▶ _Goal_
Reproduce verbatim every line from the one that includes "Would you mind marking the black cord" to the closing line of the entries; omit everything before it.
....................
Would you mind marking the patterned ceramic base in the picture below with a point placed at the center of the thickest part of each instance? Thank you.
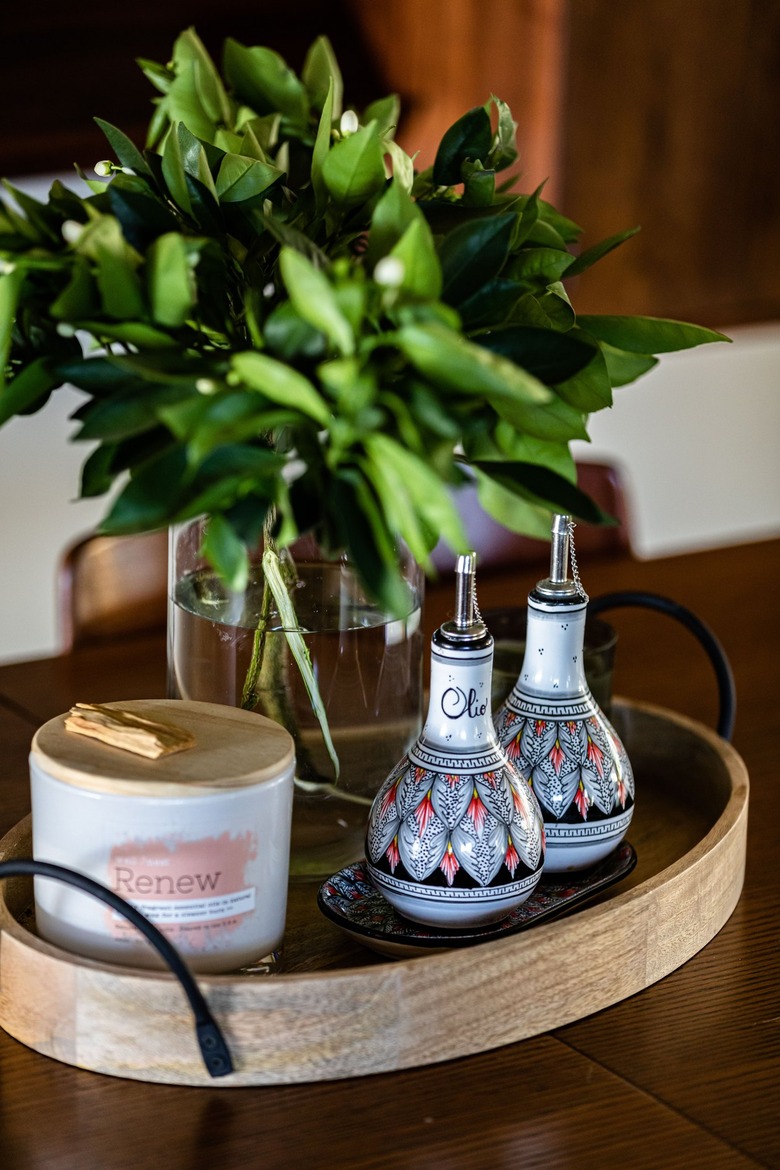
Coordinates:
(349, 900)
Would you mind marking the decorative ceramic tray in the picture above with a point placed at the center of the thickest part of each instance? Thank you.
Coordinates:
(349, 900)
(337, 1009)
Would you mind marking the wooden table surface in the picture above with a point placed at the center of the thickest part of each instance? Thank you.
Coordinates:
(684, 1074)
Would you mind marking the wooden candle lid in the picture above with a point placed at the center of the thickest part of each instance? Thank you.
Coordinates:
(232, 749)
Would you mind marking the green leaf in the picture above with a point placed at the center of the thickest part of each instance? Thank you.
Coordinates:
(142, 215)
(131, 332)
(469, 138)
(392, 215)
(489, 305)
(290, 337)
(212, 97)
(170, 281)
(78, 300)
(550, 310)
(450, 360)
(598, 250)
(385, 111)
(474, 254)
(262, 78)
(414, 481)
(416, 252)
(513, 511)
(368, 541)
(503, 151)
(649, 335)
(589, 389)
(117, 262)
(124, 149)
(151, 496)
(97, 473)
(11, 283)
(244, 179)
(297, 645)
(322, 148)
(539, 484)
(226, 552)
(184, 158)
(28, 391)
(625, 367)
(315, 300)
(322, 77)
(130, 412)
(556, 420)
(550, 356)
(353, 170)
(402, 165)
(40, 215)
(540, 265)
(280, 383)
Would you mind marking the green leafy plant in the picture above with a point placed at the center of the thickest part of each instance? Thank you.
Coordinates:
(275, 321)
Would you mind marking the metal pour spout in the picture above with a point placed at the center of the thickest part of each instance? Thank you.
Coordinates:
(559, 550)
(466, 570)
(467, 623)
(559, 584)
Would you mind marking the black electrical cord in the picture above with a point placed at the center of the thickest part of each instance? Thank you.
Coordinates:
(715, 651)
(211, 1041)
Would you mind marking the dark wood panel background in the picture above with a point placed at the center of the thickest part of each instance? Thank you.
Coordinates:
(658, 112)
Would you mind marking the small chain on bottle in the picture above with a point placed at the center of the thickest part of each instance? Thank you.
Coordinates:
(575, 571)
(476, 604)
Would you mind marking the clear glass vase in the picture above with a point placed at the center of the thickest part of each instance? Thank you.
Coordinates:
(367, 666)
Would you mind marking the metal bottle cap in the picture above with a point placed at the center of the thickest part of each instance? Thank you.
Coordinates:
(559, 584)
(467, 625)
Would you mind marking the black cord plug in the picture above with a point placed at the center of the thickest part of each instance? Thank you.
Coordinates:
(211, 1041)
(715, 651)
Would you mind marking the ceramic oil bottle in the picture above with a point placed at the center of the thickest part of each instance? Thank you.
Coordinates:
(455, 834)
(556, 734)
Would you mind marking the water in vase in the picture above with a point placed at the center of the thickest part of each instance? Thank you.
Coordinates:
(368, 673)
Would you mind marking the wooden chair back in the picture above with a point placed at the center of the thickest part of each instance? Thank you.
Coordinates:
(109, 586)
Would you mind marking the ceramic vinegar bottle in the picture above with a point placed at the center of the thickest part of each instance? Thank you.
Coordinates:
(556, 734)
(455, 834)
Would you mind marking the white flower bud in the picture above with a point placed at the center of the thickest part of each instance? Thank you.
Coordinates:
(390, 272)
(206, 386)
(71, 231)
(349, 123)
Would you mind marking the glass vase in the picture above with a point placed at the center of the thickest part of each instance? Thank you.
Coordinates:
(232, 647)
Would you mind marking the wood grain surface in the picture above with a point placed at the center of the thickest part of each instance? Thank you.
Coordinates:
(684, 1074)
(358, 1019)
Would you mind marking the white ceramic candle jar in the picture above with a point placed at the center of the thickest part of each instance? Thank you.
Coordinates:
(198, 840)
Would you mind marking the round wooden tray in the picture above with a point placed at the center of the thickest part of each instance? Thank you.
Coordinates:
(337, 1010)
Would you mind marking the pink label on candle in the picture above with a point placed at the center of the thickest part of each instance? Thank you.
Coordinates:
(195, 892)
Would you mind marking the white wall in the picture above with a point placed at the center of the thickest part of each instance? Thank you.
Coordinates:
(698, 439)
....................
▶ _Correct result_
Would you mind marking the black cord plug in the picture above with a point placed at the center of the thickest part of each instance? Thank you.
Coordinates:
(211, 1041)
(715, 651)
Would you mind marking the ceramic oil bottle in the picture above with a point placed at the center of the thickest part of each instance? Thank you.
Coordinates:
(455, 834)
(556, 734)
Would you mind marking the water in vase in the picture above with a point placed at the center of the thickest part of each instance? Thank you.
Coordinates:
(368, 673)
Would you mind marking the wooden chair back in the picture above with a point placed at the center of the thickest part of each instance? Thank you.
Coordinates:
(109, 586)
Would you mind marking the ceramic vinegar bottle in the picture above with a point placed at the center of the thickest part of each instance? Thank you.
Coordinates:
(556, 734)
(455, 834)
Would you mind marking the white flower bud in the picture above with a point placed at the center of the thickest part of each instance? Thank you.
Coordinates:
(390, 272)
(206, 386)
(71, 231)
(349, 123)
Would you mind marking the glass vase in the picture above with a point placed at the center of the thickest part of each instance? Thank you.
Coordinates:
(232, 647)
Would you mind marking the wood grain surface in the picture above with a point placed at the center of the thickest part of each instance? Thank you.
Coordinates:
(684, 1074)
(358, 1019)
Would you mind marking the white ceramic candle jar in the picture above with a point placed at the center of the thickest part of each instance? Thank you.
Coordinates:
(198, 840)
Would you mind marking the round wooden tray in the picture above with a point placed at the center of the thickest part of each instance? Thank you.
Coordinates:
(337, 1010)
Would you mind marking the pink label on candle in the picture above with a point placed at the center of the thickest part of each instance? Thank you.
Coordinates:
(195, 892)
Would you mind marking the white wall in the picture above with a point placed at the center of the thickest part of each instance? Thank you.
Coordinates:
(698, 439)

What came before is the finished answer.